• [Set exercise]: Rename "separate parts" to "distinct pieces" wherever it occurs in the records below. Reproduce each record with everything else unchanged.
-------- The records --------
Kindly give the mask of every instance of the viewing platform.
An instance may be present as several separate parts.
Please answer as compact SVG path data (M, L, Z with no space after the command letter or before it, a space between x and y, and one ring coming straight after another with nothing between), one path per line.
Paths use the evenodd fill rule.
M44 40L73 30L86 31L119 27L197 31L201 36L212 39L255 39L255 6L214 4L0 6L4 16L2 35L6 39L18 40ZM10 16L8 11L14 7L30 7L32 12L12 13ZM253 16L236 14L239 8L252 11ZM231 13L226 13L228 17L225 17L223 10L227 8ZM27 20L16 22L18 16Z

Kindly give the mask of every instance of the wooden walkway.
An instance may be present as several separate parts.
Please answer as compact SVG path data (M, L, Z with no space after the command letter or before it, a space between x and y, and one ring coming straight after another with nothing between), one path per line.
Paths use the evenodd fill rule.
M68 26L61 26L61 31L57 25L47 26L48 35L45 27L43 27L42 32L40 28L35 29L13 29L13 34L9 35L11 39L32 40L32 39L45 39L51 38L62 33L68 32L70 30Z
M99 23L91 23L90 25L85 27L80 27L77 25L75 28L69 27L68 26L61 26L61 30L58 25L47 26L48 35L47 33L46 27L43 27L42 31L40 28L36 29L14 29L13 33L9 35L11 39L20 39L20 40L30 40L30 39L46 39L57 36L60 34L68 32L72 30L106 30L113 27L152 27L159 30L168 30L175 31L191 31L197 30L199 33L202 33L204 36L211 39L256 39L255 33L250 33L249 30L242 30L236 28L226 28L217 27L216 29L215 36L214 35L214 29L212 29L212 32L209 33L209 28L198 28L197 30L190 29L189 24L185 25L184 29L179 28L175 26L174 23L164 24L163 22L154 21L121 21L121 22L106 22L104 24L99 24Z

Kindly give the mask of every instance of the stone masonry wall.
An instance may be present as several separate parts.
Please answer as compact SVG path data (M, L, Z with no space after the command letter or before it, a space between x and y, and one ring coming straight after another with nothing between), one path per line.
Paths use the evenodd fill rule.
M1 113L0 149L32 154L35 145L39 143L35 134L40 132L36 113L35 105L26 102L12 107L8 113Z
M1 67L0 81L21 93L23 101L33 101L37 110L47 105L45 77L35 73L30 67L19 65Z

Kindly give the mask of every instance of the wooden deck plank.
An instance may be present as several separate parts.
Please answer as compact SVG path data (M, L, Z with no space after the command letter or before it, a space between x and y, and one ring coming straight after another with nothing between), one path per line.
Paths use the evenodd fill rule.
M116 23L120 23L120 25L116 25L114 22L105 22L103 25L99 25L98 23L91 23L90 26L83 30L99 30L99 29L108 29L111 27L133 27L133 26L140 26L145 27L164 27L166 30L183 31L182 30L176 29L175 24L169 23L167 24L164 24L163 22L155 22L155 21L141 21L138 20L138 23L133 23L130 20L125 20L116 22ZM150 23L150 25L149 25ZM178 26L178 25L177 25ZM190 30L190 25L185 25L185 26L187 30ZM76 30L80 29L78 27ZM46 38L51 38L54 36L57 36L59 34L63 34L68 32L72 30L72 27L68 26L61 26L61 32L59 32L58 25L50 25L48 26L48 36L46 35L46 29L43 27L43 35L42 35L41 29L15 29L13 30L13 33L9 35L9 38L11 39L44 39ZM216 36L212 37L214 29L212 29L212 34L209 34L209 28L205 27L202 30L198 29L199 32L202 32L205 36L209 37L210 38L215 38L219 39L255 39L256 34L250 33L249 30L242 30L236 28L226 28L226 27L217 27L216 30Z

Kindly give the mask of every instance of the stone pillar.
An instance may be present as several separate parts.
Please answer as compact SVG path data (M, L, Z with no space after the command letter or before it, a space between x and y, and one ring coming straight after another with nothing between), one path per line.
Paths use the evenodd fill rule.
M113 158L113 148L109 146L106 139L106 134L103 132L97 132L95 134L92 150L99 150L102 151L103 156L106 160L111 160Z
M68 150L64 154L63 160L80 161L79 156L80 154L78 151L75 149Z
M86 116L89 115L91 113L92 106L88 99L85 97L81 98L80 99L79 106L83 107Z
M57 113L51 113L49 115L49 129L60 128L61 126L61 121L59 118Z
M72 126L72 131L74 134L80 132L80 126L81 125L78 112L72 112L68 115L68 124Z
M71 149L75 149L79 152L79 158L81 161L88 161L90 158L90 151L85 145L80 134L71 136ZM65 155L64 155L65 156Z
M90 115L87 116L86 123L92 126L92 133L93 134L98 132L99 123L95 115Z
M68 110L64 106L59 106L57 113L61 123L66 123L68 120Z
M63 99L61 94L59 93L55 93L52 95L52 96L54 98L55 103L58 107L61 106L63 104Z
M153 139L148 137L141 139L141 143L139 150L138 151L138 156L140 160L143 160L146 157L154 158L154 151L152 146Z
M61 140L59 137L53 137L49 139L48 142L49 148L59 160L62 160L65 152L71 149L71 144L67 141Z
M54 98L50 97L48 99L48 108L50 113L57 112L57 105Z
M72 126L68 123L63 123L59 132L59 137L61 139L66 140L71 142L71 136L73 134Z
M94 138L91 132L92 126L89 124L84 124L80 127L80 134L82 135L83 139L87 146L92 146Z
--------
• [Worked solution]:
Kindly give the mask of every instance of the viewing platform.
An instance may be present as several distinct pieces.
Please answer as compact SVG path data (M, L, Z with no space after the command letter or before it, a space between x and y, and one ring coming straight after another with nothing between), one path per line.
Paths use the evenodd fill rule.
M44 40L73 30L86 31L119 27L197 31L201 36L212 39L255 39L255 6L214 4L0 6L4 16L2 35L6 39L18 40ZM10 16L8 11L14 7L30 7L32 12L12 13ZM253 16L236 14L239 8L252 11ZM231 13L226 13L228 17L225 17L223 10L227 8ZM27 20L16 22L18 16Z

Kindly give the mask of every instance of the wooden walkway.
An instance may be present as several distinct pieces.
Please answer as compact SVG path data (M, L, Z with no space after the command letter or before it, a space between x and y, and one ring coming straight after another with nothing between), one path per line.
Paths use the evenodd fill rule.
M68 26L61 26L61 31L57 25L47 26L48 35L45 27L43 27L42 32L40 28L35 29L13 29L13 34L9 35L11 39L32 40L32 39L45 39L51 38L62 33L68 32L70 30Z
M99 23L91 23L90 25L85 27L80 27L77 25L75 28L69 27L68 26L61 26L61 30L58 25L47 26L48 35L47 33L46 27L43 27L42 31L40 28L36 29L14 29L13 33L9 35L11 39L20 39L20 40L30 40L30 39L46 39L57 36L60 34L68 32L72 30L106 30L113 27L152 27L159 30L168 30L175 31L191 31L197 30L199 33L202 33L204 36L211 39L256 39L255 33L250 33L249 30L242 30L236 28L226 28L217 27L216 29L215 36L214 35L214 29L212 29L212 32L209 33L209 28L198 28L197 30L190 29L189 24L185 25L184 29L179 28L175 26L174 23L164 24L163 22L154 21L121 21L121 22L106 22L104 24L99 24Z

Kindly give the mask of every instance of the stone masonry wall.
An instance may be present as several distinct pieces.
Please answer as compact SVG path data (M, L, Z with no space after the command letter or before it, a space between x and y, and one ring coming straight after another with nothing between), one path per line.
Paths use the evenodd fill rule.
M1 113L0 149L32 154L35 145L39 143L35 134L40 132L36 113L35 105L26 102L12 107L8 113Z
M1 67L0 81L21 93L23 101L33 101L37 110L47 105L45 77L35 73L30 67L19 65Z

Kindly give the mask of every instance of the wooden deck plank.
An instance may be present as several distinct pieces.
Please answer as compact SVG path data (M, L, Z with no space after the command letter or before it, a space between x and y, and one ring coming straight after another with nothing between), one path per line.
Paths use the evenodd fill rule.
M116 23L120 23L120 25L116 25L114 22L105 22L103 25L99 25L98 23L91 23L90 26L83 30L99 30L99 29L108 29L111 27L133 27L133 26L140 26L145 27L164 27L166 30L183 31L182 30L176 29L175 24L169 23L167 24L164 24L163 22L155 22L155 21L141 21L138 20L138 23L133 23L130 20L125 20L116 22ZM150 23L150 25L149 25ZM178 26L178 25L177 25ZM190 30L190 25L185 25L185 26L187 30ZM76 30L80 29L78 27ZM46 38L51 38L54 36L57 36L59 34L63 34L68 32L72 30L72 27L68 26L61 26L61 32L59 32L58 25L50 25L48 26L48 36L46 35L46 29L43 27L43 35L42 35L41 29L15 29L13 30L13 33L9 35L9 38L11 39L44 39ZM216 36L212 37L214 29L212 29L212 34L209 34L209 28L205 27L202 30L198 29L199 32L202 32L205 36L209 37L210 38L215 38L219 39L255 39L256 34L250 33L249 30L242 30L236 28L226 28L226 27L217 27L216 30Z

Kindly give the mask of every instance of the stone pillar.
An instance may be present as several distinct pieces.
Please answer as compact SVG path data (M, L, Z with no space after the command letter or before it, a space between x and y, and one ring coming straight after another with nothing between), one path per line.
Paths use the evenodd fill rule.
M113 158L113 148L109 146L106 139L106 134L103 132L97 132L95 134L92 150L99 150L102 151L103 156L106 160L111 160Z
M68 150L64 154L63 160L80 161L79 156L80 154L78 151L75 149Z
M86 116L89 115L91 113L92 106L88 99L85 97L81 98L80 99L79 106L83 107Z
M57 113L51 113L49 115L49 129L60 128L61 126L61 121L59 118Z
M72 126L72 131L74 134L80 132L80 126L81 125L78 112L72 112L68 115L68 124Z
M71 149L75 149L79 152L79 158L81 161L88 161L90 158L90 151L85 145L80 134L71 136ZM65 155L64 155L65 156Z
M90 115L87 116L86 123L92 126L92 133L93 134L98 132L99 123L95 115Z
M68 110L64 106L59 106L57 113L61 123L66 123L68 120Z
M63 99L61 94L59 93L55 93L52 95L52 96L54 98L55 103L58 107L61 106L63 104Z
M153 139L148 137L141 139L141 143L139 150L138 151L138 156L140 160L143 160L146 157L154 158L154 151L152 146Z
M61 140L59 137L53 137L49 139L48 142L49 148L59 160L62 160L65 152L71 149L71 144L67 141Z
M54 98L50 97L48 99L48 108L50 113L57 112L57 105Z
M72 126L68 123L63 123L59 132L59 137L61 139L66 140L71 142L71 136L73 134Z
M94 138L91 132L92 126L89 124L84 124L80 127L80 134L82 135L83 139L87 146L92 146Z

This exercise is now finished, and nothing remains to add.